Top of DATA PROVIDED

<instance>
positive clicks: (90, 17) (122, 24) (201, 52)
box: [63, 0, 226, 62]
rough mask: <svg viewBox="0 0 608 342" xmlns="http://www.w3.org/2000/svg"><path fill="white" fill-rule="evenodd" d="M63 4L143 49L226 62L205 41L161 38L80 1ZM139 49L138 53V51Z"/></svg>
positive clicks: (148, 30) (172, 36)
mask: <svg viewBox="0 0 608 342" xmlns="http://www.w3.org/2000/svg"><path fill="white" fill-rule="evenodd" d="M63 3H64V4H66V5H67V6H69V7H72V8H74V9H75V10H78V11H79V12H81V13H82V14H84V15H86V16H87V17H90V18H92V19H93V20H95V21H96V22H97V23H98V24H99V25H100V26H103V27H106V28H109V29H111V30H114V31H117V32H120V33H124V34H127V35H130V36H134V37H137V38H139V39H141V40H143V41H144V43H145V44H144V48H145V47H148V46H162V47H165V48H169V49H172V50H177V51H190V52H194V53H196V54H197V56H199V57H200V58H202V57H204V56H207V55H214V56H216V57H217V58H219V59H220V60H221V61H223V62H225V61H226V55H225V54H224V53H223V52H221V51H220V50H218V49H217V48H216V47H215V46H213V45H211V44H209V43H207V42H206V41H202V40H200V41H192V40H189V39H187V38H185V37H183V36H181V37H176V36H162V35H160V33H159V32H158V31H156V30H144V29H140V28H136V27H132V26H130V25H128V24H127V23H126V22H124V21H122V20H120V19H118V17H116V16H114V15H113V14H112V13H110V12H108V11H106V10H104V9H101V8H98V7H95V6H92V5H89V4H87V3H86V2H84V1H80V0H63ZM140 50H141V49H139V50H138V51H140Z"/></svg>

Bottom of DATA PROVIDED

__ACTIVITY__
Can you retype all of the lines above, character for character, with nothing changed?

__COMPLETED TASK__
<instance>
positive clicks: (90, 17) (122, 24) (201, 52)
box: [63, 0, 226, 62]
rough mask: <svg viewBox="0 0 608 342" xmlns="http://www.w3.org/2000/svg"><path fill="white" fill-rule="evenodd" d="M63 4L143 49L226 62L205 41L161 38L80 1ZM139 49L138 53V51Z"/></svg>
positive clicks: (148, 30) (172, 36)
mask: <svg viewBox="0 0 608 342" xmlns="http://www.w3.org/2000/svg"><path fill="white" fill-rule="evenodd" d="M63 3H64V4H66V5H67V6H69V7H72V8H74V9H75V10H78V11H79V12H81V13H82V14H84V15H86V16H87V17H90V18H92V19H93V20H95V21H96V22H97V23H98V24H99V25H100V26H103V27H106V28H109V29H111V30H114V31H117V32H120V33H124V34H127V35H130V36H134V37H137V38H139V39H141V40H143V41H144V43H145V44H144V48H145V47H148V46H162V47H165V48H169V49H172V50H177V51H190V52H194V53H196V54H197V56H199V57H200V58H202V57H204V56H207V55H214V56H216V57H217V58H219V59H220V60H221V61H223V62H225V61H226V55H225V54H224V53H223V52H221V51H220V50H218V49H217V48H216V47H215V46H213V45H211V44H209V43H207V42H206V41H202V40H200V41H192V40H189V39H187V38H185V37H183V36H181V37H176V36H162V35H160V33H159V32H158V31H156V30H144V29H140V28H136V27H132V26H130V25H128V24H127V23H126V22H124V21H122V20H120V19H118V17H116V16H114V15H113V14H112V13H110V12H108V11H106V10H104V9H101V8H98V7H95V6H92V5H89V4H87V3H86V2H84V1H80V0H63ZM140 50H141V49H139V50H138V51H140Z"/></svg>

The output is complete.